+++ DOCUMENT EXCERPT +++

Credit:  Grant Miller, Manawatu Standard, 6 June 2011 ~~

Mighty River Power’s eleventh-hour bid for extra wind turbines seems desperate and even cynical.

The Turitea Wind Farm inquiry is surely one of the slowest fast-tracked decision-making processes around. And the fact Mighty River Power recently tried – and failed – to extend the already lengthy hearing only adds to community suspicions that the power company tried to wear down opponents by dragging on the process as long as possible.

It’s an unlikely tactic, but it will be interesting to see how many people bother to make submissions on the company’s attempt to squeeze in 12 extra turbines to make the proposed wind farm near Palmerston North more viable.

It’s important to remember the board of inquiry’s draft decision is already in – Mighty River Power has consent for just 60 turbines on the Tararua Range, nowhere near the number it wanted – so the last-ditch plea to allow a dozen more seems rather desperate, if not a bit cynical.

Many opponents of the proposed wind farm have, of course, made their views known several times already, so motivation levels may well be on the wane.

+++

* **WORK INSTRUCTIONS**:
In the Turitea Wind Farm editorial, how many turbines does Mighty River Power have consent for under the draft decision?

+++ DATASET EXCERPTS +++

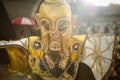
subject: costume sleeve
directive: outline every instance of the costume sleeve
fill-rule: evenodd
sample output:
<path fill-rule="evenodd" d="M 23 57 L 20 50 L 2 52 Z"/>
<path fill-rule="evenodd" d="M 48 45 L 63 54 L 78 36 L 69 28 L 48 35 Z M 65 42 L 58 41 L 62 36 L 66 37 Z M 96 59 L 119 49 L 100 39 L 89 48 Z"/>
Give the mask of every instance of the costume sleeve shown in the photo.
<path fill-rule="evenodd" d="M 85 63 L 80 62 L 75 80 L 95 80 L 95 78 L 91 69 Z"/>
<path fill-rule="evenodd" d="M 6 67 L 8 72 L 27 72 L 29 53 L 27 41 L 27 38 L 17 41 L 0 41 L 0 66 Z"/>

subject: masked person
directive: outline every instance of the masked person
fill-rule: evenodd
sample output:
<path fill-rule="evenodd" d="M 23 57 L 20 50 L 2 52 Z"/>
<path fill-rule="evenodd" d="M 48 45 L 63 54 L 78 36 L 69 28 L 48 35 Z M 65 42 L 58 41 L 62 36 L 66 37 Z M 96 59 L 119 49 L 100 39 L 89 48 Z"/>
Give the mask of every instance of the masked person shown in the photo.
<path fill-rule="evenodd" d="M 36 21 L 41 36 L 0 41 L 10 58 L 7 72 L 26 73 L 33 80 L 108 80 L 118 75 L 119 36 L 71 36 L 75 16 L 66 1 L 45 0 Z"/>

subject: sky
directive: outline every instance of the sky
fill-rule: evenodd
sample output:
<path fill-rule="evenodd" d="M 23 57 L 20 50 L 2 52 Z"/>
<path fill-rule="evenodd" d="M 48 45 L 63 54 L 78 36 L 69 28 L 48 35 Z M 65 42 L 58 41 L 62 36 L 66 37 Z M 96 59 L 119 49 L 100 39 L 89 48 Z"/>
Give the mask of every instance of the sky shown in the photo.
<path fill-rule="evenodd" d="M 120 4 L 120 0 L 83 0 L 83 2 L 94 4 L 96 6 L 108 6 L 110 3 Z"/>

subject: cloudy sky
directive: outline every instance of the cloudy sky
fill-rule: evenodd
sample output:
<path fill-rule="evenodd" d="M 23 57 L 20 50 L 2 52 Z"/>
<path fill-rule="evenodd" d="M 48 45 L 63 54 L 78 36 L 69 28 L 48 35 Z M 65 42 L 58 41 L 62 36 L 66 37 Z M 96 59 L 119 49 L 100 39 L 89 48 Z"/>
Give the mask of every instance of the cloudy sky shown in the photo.
<path fill-rule="evenodd" d="M 83 0 L 83 2 L 94 4 L 96 6 L 108 6 L 110 3 L 120 4 L 120 0 Z"/>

+++

* **CORRECT ANSWER**:
60 turbines on the Tararua Range.